----- RECORDS SHOWN -----
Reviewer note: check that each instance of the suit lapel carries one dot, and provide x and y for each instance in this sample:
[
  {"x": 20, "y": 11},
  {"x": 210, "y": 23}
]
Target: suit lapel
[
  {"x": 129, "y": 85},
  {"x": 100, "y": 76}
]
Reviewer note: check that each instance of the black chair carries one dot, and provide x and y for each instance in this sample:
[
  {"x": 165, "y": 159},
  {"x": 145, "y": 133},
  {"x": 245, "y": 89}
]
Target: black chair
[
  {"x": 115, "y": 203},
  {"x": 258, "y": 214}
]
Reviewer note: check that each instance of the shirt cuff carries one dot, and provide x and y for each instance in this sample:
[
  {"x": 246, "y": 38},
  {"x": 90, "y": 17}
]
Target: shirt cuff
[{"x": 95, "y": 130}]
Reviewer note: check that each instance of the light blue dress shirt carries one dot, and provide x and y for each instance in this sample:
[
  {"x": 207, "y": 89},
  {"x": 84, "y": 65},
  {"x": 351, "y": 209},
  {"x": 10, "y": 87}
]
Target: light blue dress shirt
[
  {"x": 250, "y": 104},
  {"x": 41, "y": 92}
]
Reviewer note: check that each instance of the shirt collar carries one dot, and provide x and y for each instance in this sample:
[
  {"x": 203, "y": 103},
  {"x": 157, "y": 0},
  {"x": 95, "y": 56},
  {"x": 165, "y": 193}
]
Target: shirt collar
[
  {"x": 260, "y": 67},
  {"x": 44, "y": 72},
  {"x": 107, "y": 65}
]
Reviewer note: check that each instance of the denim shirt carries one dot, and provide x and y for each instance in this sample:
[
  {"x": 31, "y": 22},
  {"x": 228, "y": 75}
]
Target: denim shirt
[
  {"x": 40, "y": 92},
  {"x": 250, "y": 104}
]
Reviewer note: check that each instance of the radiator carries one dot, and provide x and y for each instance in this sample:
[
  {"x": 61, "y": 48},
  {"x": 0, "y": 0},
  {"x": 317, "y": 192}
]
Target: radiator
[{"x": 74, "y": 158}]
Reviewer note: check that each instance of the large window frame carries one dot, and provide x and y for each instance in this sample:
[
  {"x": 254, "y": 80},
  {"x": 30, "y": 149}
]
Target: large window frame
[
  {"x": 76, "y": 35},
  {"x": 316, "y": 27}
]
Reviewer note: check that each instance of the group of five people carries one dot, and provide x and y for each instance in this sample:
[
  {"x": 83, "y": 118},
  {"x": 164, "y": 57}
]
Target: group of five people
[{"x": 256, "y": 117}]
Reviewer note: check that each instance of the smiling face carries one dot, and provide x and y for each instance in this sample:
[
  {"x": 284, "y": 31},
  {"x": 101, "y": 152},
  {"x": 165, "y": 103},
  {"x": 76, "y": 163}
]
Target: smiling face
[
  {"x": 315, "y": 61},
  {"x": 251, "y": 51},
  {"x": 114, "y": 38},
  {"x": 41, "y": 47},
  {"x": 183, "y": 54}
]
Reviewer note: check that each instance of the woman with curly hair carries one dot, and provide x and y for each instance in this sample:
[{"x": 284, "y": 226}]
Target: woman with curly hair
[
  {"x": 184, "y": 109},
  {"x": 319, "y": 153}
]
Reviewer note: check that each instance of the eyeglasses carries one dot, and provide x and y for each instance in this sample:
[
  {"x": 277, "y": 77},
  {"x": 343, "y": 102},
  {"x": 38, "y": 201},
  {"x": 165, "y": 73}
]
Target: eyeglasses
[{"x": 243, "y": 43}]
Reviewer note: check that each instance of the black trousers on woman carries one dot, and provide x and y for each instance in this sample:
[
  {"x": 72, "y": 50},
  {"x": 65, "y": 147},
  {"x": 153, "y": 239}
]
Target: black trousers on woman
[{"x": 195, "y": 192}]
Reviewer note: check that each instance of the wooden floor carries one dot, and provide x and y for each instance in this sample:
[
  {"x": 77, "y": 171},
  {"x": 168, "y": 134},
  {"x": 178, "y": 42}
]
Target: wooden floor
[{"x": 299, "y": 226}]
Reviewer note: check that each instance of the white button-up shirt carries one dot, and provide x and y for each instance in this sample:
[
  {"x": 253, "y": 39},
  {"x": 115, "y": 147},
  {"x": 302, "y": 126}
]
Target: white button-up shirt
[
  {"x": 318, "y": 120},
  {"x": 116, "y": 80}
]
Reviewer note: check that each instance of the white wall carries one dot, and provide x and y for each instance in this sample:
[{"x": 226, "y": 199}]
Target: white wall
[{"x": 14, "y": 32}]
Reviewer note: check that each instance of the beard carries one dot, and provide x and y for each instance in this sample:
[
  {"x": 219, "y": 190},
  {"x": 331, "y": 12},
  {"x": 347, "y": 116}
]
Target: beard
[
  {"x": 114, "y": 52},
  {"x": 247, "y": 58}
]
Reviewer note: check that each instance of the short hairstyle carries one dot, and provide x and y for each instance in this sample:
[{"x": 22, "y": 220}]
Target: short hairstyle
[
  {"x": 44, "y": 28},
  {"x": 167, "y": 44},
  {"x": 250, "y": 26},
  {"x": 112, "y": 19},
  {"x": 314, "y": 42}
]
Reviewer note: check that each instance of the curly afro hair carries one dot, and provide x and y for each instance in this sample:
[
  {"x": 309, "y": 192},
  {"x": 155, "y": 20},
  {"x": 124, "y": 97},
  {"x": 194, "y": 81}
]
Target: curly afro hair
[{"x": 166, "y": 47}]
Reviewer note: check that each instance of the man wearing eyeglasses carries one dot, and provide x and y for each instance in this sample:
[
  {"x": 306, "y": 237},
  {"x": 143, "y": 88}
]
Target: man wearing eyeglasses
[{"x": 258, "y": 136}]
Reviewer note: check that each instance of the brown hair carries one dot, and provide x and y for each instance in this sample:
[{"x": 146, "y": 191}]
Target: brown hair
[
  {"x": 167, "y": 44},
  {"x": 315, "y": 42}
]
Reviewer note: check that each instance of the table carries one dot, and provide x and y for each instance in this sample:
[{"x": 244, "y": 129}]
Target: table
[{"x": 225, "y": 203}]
-----
_WHAT YOU ARE ASKED TO DO_
Could you copy the entire listing above line for line, without changing anything?

_FINAL RESULT_
Reviewer note: check that each instance of the suit lapel carries one dot, and provide x and y for each instance in this sample:
[
  {"x": 20, "y": 11},
  {"x": 210, "y": 23}
]
Target: suit lapel
[
  {"x": 129, "y": 85},
  {"x": 100, "y": 76}
]
Reviewer note: check that each instance of the black chair carries one dot, and provide x and y for each instance in this sample:
[
  {"x": 165, "y": 159},
  {"x": 145, "y": 133},
  {"x": 245, "y": 89}
]
Target: black chair
[
  {"x": 115, "y": 203},
  {"x": 258, "y": 214}
]
Reviewer note: check that each instance of the shirt cuff carries one dot, and provide x and y for each instance in this sample:
[
  {"x": 246, "y": 38},
  {"x": 90, "y": 17}
]
Target: shirt cuff
[{"x": 95, "y": 130}]
Reviewer note: check that each instance of the light blue dress shirt carries one dot, and provide x and y for each instance in this sample:
[
  {"x": 207, "y": 89},
  {"x": 84, "y": 65},
  {"x": 351, "y": 209},
  {"x": 10, "y": 87}
]
Target: light blue dress shirt
[
  {"x": 250, "y": 104},
  {"x": 41, "y": 92}
]
Reviewer note: check that each instance of the shirt collar carries one dot, and provide x and y for each instance in this sample:
[
  {"x": 203, "y": 103},
  {"x": 157, "y": 0},
  {"x": 95, "y": 56},
  {"x": 165, "y": 193}
]
Target: shirt collar
[
  {"x": 260, "y": 67},
  {"x": 44, "y": 72},
  {"x": 107, "y": 65}
]
Reviewer note: check that each instance of the denim shirt carries one dot, and provide x and y for each instance in this sample:
[
  {"x": 31, "y": 22},
  {"x": 228, "y": 75}
]
Target: denim shirt
[
  {"x": 40, "y": 92},
  {"x": 250, "y": 104}
]
Reviewer note: check that each instance of the radiator carries one dot, and provide x and y for each instance in this sample:
[
  {"x": 61, "y": 48},
  {"x": 0, "y": 0},
  {"x": 317, "y": 192}
]
Target: radiator
[{"x": 74, "y": 158}]
Reviewer note: check that each instance of the large window frame carries one dot, and provide x and y for each instance in this sample:
[
  {"x": 254, "y": 80},
  {"x": 30, "y": 149}
]
Target: large window frame
[
  {"x": 76, "y": 35},
  {"x": 316, "y": 27}
]
Reviewer note: check that each instance of the group of five people carries one dot, and provide x and y for each instance in this sample:
[
  {"x": 83, "y": 118},
  {"x": 164, "y": 57}
]
Target: group of five people
[{"x": 256, "y": 117}]
Reviewer note: check that each instance of the smiling face carries one dot, and provide x and y for each instance in this sample:
[
  {"x": 284, "y": 31},
  {"x": 101, "y": 152},
  {"x": 165, "y": 103},
  {"x": 76, "y": 163}
]
Target: smiling face
[
  {"x": 315, "y": 61},
  {"x": 251, "y": 51},
  {"x": 114, "y": 38},
  {"x": 41, "y": 47},
  {"x": 183, "y": 54}
]
Reviewer note: check that each instance of the woman with curly hair carries one dot, and provide x and y for each instance in this sample:
[{"x": 284, "y": 226}]
Target: woman with curly hair
[
  {"x": 184, "y": 109},
  {"x": 319, "y": 153}
]
Reviewer note: check that each instance of the eyeglasses carries one dot, and provide x and y for each instance in this sample:
[
  {"x": 277, "y": 77},
  {"x": 343, "y": 102},
  {"x": 38, "y": 201},
  {"x": 165, "y": 73}
]
Target: eyeglasses
[{"x": 243, "y": 43}]
Reviewer note: check that each instance of the black trousers on woman carries one dot, and provide x and y for each instance in this sample:
[
  {"x": 72, "y": 50},
  {"x": 65, "y": 147},
  {"x": 153, "y": 239}
]
Target: black trousers on woman
[{"x": 195, "y": 192}]
Reviewer note: check that each instance of the wooden floor carries one dot, and provide x and y for each instance in this sample:
[
  {"x": 77, "y": 171},
  {"x": 168, "y": 134},
  {"x": 178, "y": 42}
]
Target: wooden floor
[{"x": 299, "y": 226}]
Reviewer note: check that each instance of the white button-up shirt carries one dot, and provide x and y for each instance in this sample:
[
  {"x": 253, "y": 39},
  {"x": 115, "y": 147},
  {"x": 302, "y": 126}
]
Target: white button-up shirt
[
  {"x": 318, "y": 120},
  {"x": 116, "y": 80}
]
Reviewer note: check that each instance of the white wall carries one dot, and provide x and y for each instance in this sample:
[{"x": 226, "y": 199}]
Target: white wall
[{"x": 14, "y": 32}]
Reviewer note: check that each instance of the beard carries one dot, and provide x and y for each instance in this sample:
[
  {"x": 219, "y": 190},
  {"x": 331, "y": 12},
  {"x": 347, "y": 116}
]
Target: beard
[
  {"x": 114, "y": 52},
  {"x": 247, "y": 58}
]
Reviewer note: check that each instance of the short hairstyle carries one dot, and provide x and y for each instance in this sample:
[{"x": 22, "y": 220}]
Target: short hairstyle
[
  {"x": 44, "y": 28},
  {"x": 167, "y": 44},
  {"x": 250, "y": 26},
  {"x": 112, "y": 19},
  {"x": 314, "y": 42}
]
Reviewer note: check that each instance of the curly afro hair carries one dot, and provide x and y for each instance in this sample:
[
  {"x": 309, "y": 192},
  {"x": 155, "y": 20},
  {"x": 124, "y": 97},
  {"x": 194, "y": 81}
]
Target: curly afro hair
[{"x": 166, "y": 47}]
Reviewer note: check that each instance of the man wearing eyeglasses carries one dot, and provide x and y for each instance in this sample:
[
  {"x": 306, "y": 237},
  {"x": 143, "y": 88}
]
Target: man wearing eyeglasses
[{"x": 258, "y": 136}]
Reviewer note: check that each instance of the brown hair carries one dot, and provide x and y for each instance in this sample:
[{"x": 146, "y": 191}]
Target: brown hair
[
  {"x": 167, "y": 44},
  {"x": 315, "y": 42}
]
Reviewer note: check that each instance of the table carries one dot, and provide x and y for each instance in this sample:
[{"x": 244, "y": 129}]
Target: table
[{"x": 225, "y": 203}]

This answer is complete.